═════ DOCUMENT TEXT
For a large number of us who are uninitiated in the workings of the stock market or Wall Street, the frenzy of recent news related to the GameStop stock trades has been stupefying to say the least.
Movies like The Big Short and The Wolf of Wall Street have offered diverting peeks into the world of the stock market for a number of us who have no reason or inclination to understand the world of hedge funds, short selling, or day trading.
Here are a few books/ebooks that may help you glean some understanding of the working of these financial systems; others offer compelling accounts of some major crises that have shaken the financial world.
The big short : inside the doomsday machine by Michael Lewis
Lewis provides a fascinating account of a small group of investors who anticipated the financial collapse of 2008 , bet against the market by selling short, and realized enormous gains in doing so. He explains the complex world of collateralized debt obligations (CDOs), credit default swaps, and other financial instruments. He chronicles the unfolding subprime mortgage crisis and how, when the real estate bubble burst, the value of CDOs collapsed and the short sellers profited. Throughout, Lewis integrates the stories of the iconoclastic individuals who made fortunes by shorting mortgage CDOs and purchasing swaps.
This tour de force of groundbreaking reporting and brilliant storytelling, traces the rise and fall of stock trader Steven Cohen and his hedge fund, SAC Capital, as well as the FBI and SEC investigations that led to several convictions for insider trading (though not of Cohen himself). Kolhatkar describes the nuts and bolts of hedge funds in a way accessible to the non-insider. She pulls back the curtain on the cheating, corruption, and skulduggery that underlie large swaths of the hedge fund industry and some of Wall Street’s most fabled fortunes.
══════════
AIM 1:
Transcribe the entire passage on books about finance and the stock market.
═════ SUPPLIED ENTRIES
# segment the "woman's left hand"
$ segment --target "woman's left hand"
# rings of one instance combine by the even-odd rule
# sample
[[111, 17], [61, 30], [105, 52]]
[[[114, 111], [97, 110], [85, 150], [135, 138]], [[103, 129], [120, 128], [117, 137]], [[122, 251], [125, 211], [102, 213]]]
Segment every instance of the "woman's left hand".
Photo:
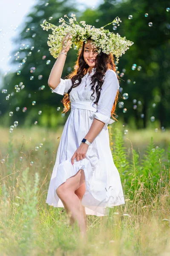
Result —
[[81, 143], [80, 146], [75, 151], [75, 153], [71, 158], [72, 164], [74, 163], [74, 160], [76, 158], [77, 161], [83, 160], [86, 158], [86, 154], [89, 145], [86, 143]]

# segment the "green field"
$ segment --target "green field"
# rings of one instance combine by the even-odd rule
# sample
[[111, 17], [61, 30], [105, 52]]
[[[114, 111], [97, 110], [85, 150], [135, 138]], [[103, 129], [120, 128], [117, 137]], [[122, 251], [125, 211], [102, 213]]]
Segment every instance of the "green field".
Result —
══════════
AIM 2:
Format the records, from their first line through the line containing "145], [86, 143]]", as a Markdown table with the columns "Row" and "Line". Omit blank lines and leave the pictures out.

RESULT 1:
For a large number of us who are uninitiated in the workings of the stock market or Wall Street, the frenzy of recent news related to the GameStop stock trades has been stupefying to say the least.
Movies like The Big Short and The Wolf of Wall Street have offered diverting peeks into the world of the stock market for a number of us who have no reason or inclination to understand the world of hedge funds, short selling, or day trading.
Here are a few books/ebooks that may help you glean some understanding of the working of these financial systems; others offer compelling accounts of some major crises that have shaken the financial world.
The big short : inside the doomsday machine by Michael Lewis
Lewis provides a fascinating account of a small group of investors who anticipated the financial collapse of 2008 , bet against the market by selling short, and realized enormous gains in doing so. He explains the complex world of collateralized debt obligations (CDOs), credit default swaps, and other financial instruments. He chronicles the unfolding subprime mortgage crisis and how, when the real estate bubble burst, the value of CDOs collapsed and the short sellers profited. Throughout, Lewis integrates the stories of the iconoclastic individuals who made fortunes by shorting mortgage CDOs and purchasing swaps.
This tour de force of groundbreaking reporting and brilliant storytelling, traces the rise and fall of stock trader Steven Cohen and his hedge fund, SAC Capital, as well as the FBI and SEC investigations that led to several convictions for insider trading (though not of Cohen himself). Kolhatkar describes the nuts and bolts of hedge funds in a way accessible to the non-insider. She pulls back the curtain on the cheating, corruption, and skulduggery that underlie large swaths of the hedge fund industry and some of Wall Street’s most fabled fortunes.

RESULT 2:
| Row | Line |
|---|---|
| 1 | # segment the "woman's left hand" |
| 2 | $ segment --target "woman's left hand" |
| 3 | # rings of one instance combine by the even-odd rule |
| 4 | # sample |
| 5 | [[111, 17], [61, 30], [105, 52]] |
| 6 | [[[114, 111], [97, 110], [85, 150], [135, 138]], [[103, 129], [120, 128], [117, 137]], [[122, 251], [125, 211], [102, 213]]] |
| 7 | Segment every instance of the "woman's left hand". |
| 8 | Photo: |
| 9 | Result — |
| 10 | [[81, 143], [80, 146], [75, 151], [75, 153], [71, 158], [72, 164], [74, 163], [74, 160], [76, 158], [77, 161], [83, 160], [86, 158], [86, 154], [89, 145], [86, 143]] |